• **Task requirements**: Take the line containing "The pointer SHOULD return, for each instance of the cluster" and every line after it to the end of the records, and copy them exactly, leaving out pictures.
----
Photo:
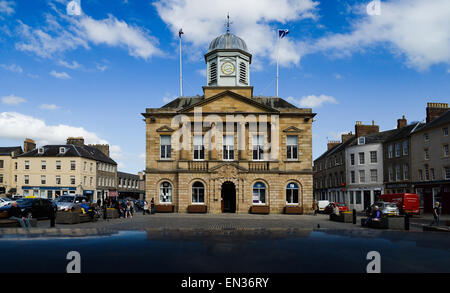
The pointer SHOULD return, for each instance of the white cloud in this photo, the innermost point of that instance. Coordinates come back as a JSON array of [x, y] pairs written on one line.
[[60, 75], [12, 68], [73, 65], [12, 100], [313, 101], [255, 21], [168, 98], [113, 32], [49, 107], [17, 126], [63, 33], [416, 29], [7, 7]]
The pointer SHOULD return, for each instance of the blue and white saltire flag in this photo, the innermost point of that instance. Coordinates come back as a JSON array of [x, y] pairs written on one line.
[[282, 33]]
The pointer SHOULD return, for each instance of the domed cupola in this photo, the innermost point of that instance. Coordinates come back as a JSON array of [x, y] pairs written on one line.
[[228, 41], [228, 61]]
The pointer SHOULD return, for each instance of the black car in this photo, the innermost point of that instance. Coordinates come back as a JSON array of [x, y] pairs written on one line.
[[38, 208]]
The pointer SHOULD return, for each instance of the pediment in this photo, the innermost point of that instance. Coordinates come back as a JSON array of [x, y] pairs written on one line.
[[227, 169], [165, 128], [230, 102], [292, 129]]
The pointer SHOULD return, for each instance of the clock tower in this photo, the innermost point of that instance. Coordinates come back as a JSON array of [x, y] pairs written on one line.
[[228, 62]]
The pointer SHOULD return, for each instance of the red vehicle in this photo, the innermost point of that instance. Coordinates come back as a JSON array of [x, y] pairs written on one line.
[[342, 207], [406, 202]]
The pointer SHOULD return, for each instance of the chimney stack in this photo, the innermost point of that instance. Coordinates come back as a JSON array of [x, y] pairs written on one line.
[[434, 110], [332, 143], [104, 148], [402, 122], [28, 145], [363, 130], [76, 141], [346, 136]]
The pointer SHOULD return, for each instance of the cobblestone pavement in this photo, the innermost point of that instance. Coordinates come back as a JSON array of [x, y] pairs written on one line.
[[219, 221]]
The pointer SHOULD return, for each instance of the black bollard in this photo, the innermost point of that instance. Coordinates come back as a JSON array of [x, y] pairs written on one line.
[[52, 219], [406, 221]]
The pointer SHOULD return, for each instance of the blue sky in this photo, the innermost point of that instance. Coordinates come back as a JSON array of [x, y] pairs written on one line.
[[93, 74]]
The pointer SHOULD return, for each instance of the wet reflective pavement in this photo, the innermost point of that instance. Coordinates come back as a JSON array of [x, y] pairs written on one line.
[[224, 251]]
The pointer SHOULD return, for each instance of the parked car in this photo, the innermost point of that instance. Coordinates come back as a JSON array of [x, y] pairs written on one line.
[[68, 202], [386, 208], [4, 201], [322, 204], [34, 207], [330, 208], [406, 202]]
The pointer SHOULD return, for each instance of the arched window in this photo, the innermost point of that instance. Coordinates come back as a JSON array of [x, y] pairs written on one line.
[[213, 73], [259, 193], [292, 193], [198, 192], [165, 192], [242, 73]]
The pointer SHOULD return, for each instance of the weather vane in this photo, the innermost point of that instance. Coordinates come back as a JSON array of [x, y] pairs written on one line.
[[228, 23]]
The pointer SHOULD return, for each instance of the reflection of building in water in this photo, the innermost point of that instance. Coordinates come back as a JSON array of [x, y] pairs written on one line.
[[223, 235], [244, 153]]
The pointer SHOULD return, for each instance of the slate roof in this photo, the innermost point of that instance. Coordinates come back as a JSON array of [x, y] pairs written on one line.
[[378, 137], [127, 175], [403, 132], [336, 148], [439, 121], [72, 151], [6, 151], [184, 102]]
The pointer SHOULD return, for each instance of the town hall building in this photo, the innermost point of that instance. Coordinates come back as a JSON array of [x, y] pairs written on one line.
[[228, 150]]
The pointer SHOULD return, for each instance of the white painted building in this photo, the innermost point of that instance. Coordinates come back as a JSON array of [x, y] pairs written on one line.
[[364, 170]]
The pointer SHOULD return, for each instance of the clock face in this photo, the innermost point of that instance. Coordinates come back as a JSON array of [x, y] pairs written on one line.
[[228, 68]]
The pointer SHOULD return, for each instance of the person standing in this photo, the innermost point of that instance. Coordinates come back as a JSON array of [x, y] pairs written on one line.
[[15, 213], [315, 207], [436, 213], [131, 206], [128, 210], [152, 206]]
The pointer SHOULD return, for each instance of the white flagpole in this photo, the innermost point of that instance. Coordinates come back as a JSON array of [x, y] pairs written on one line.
[[181, 71], [278, 41]]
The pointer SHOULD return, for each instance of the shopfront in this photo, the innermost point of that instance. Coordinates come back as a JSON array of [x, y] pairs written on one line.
[[47, 192]]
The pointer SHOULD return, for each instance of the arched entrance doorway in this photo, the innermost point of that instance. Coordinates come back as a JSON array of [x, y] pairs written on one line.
[[228, 197]]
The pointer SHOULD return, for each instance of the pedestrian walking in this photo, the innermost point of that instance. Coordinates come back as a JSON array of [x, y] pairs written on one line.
[[131, 207], [152, 206], [128, 210], [145, 209], [315, 207], [436, 213], [15, 213]]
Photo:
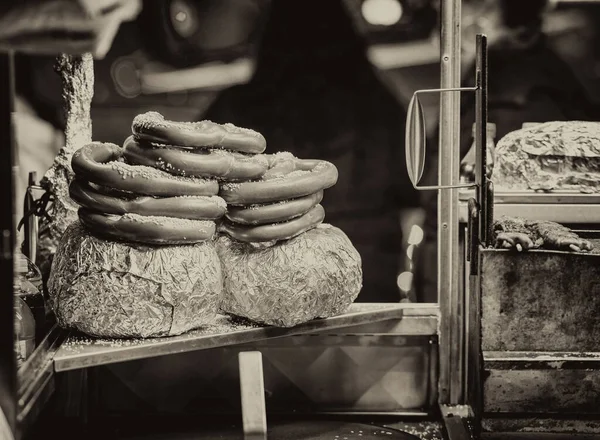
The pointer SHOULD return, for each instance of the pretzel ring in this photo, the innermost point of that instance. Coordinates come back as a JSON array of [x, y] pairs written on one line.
[[274, 212], [308, 177], [275, 231], [100, 163], [147, 230], [190, 207], [199, 163], [153, 127]]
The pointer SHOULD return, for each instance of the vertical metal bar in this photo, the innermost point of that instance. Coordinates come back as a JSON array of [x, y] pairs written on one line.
[[449, 295], [481, 136], [8, 367]]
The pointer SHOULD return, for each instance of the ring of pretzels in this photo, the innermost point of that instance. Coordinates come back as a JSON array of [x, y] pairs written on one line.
[[147, 229], [189, 207], [153, 127], [200, 163], [273, 212], [275, 231], [100, 163], [298, 178]]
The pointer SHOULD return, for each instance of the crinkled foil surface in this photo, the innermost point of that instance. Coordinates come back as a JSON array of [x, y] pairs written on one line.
[[315, 275], [109, 289]]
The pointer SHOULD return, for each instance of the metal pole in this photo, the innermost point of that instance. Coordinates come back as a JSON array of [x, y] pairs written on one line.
[[8, 368], [449, 295]]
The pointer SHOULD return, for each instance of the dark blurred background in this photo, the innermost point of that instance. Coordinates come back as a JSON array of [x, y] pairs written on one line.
[[179, 55]]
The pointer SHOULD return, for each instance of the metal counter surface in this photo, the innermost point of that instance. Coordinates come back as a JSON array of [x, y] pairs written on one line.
[[82, 352], [558, 207]]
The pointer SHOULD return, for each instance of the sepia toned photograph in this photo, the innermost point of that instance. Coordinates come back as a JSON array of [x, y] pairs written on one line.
[[300, 219]]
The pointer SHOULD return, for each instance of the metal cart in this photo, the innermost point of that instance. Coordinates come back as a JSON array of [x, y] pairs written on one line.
[[436, 348]]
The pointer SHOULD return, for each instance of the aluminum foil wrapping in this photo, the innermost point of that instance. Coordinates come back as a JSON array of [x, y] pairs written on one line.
[[111, 289], [315, 275]]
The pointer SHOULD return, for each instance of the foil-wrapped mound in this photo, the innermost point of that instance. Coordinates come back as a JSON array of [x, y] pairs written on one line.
[[112, 289], [317, 274]]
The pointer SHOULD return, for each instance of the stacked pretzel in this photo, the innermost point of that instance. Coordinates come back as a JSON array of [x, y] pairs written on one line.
[[179, 183], [136, 193], [161, 187], [282, 204]]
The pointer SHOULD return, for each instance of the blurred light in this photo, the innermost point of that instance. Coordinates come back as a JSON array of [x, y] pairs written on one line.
[[416, 235], [405, 281], [183, 18], [410, 250], [382, 12]]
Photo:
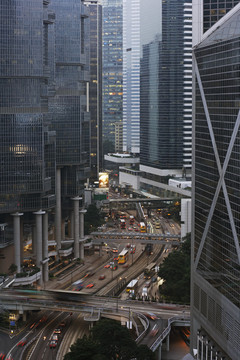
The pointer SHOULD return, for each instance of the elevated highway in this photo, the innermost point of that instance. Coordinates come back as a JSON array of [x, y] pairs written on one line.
[[143, 238]]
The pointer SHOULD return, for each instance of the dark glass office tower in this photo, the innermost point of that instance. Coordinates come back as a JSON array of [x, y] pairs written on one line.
[[94, 41], [215, 309], [112, 68], [163, 69], [68, 108], [27, 147], [213, 10]]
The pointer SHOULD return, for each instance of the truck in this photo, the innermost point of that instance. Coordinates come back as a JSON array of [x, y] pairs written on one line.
[[144, 292]]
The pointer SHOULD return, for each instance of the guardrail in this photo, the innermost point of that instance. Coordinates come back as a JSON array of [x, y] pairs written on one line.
[[166, 331], [141, 316]]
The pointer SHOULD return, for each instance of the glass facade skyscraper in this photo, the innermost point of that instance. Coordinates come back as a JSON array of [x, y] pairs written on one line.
[[131, 75], [166, 91], [68, 108], [213, 10], [215, 309], [44, 121], [94, 42], [27, 148], [112, 67]]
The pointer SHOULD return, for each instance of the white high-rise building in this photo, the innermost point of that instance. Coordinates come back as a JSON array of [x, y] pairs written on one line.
[[131, 76]]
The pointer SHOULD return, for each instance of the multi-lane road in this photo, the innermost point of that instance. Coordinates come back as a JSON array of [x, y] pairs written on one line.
[[37, 339]]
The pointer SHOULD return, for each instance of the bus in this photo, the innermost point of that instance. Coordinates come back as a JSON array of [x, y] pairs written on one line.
[[131, 220], [123, 256], [149, 271], [142, 227], [132, 286], [77, 285], [123, 224]]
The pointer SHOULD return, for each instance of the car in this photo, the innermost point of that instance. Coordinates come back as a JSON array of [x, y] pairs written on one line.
[[22, 342], [154, 330], [151, 316], [90, 286], [53, 344], [55, 337]]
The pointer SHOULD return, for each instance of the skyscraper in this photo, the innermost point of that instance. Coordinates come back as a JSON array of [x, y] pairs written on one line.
[[215, 304], [44, 123], [94, 41], [131, 75], [166, 100], [112, 68]]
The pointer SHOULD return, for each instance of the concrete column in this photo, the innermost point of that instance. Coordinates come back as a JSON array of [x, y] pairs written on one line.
[[72, 224], [17, 239], [39, 237], [82, 212], [58, 214], [34, 232], [76, 226], [160, 352], [167, 343], [45, 247]]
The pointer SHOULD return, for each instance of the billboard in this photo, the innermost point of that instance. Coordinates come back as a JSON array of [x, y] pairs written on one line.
[[103, 180]]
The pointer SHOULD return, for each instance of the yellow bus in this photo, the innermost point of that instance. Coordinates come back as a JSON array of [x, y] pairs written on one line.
[[143, 227], [123, 256]]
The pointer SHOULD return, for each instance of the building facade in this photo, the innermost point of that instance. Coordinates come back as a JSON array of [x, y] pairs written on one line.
[[95, 86], [131, 75], [165, 94], [45, 125], [215, 304], [112, 95]]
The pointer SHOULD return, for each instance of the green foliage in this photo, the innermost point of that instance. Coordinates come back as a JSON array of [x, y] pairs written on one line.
[[92, 219], [12, 268], [175, 270], [108, 341], [108, 147]]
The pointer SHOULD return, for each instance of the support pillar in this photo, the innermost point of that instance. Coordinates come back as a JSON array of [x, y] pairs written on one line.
[[17, 239], [72, 224], [76, 226], [39, 238], [82, 212], [45, 247], [34, 240], [24, 316], [58, 214], [167, 343]]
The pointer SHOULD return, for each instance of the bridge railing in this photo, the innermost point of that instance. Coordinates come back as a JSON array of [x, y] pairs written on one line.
[[166, 332]]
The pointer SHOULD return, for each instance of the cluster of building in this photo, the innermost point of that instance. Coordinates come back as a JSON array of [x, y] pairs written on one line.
[[79, 79]]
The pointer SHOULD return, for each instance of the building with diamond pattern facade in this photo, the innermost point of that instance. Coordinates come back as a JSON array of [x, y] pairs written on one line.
[[215, 328]]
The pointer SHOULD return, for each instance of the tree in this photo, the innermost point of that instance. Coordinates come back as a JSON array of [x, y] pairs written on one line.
[[108, 340], [175, 270]]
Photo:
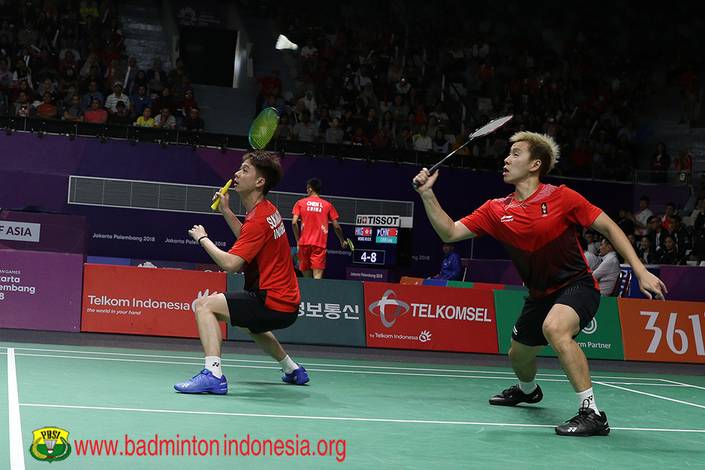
----
• **Answer section**:
The pointer SHOULD return, for each instance of the cluster of building in this photo, the innermost point of that instance. Coordinates come back as a JSON array of [x, y] pairs written on one line.
[[79, 79]]
The pointer SHOULD return, for each instance of the building with diamond pattern facade in this photo, the innermost point of that instance. Coordinates come back as a JSON array of [x, y] pairs written on one line.
[[215, 328]]
The pointer SHOULD return, for each instance of the tree in this photo, the innermost point of that instance. Coordinates come back as a JSON array of [x, y] pairs written on one line.
[[108, 340], [175, 270]]
Photo:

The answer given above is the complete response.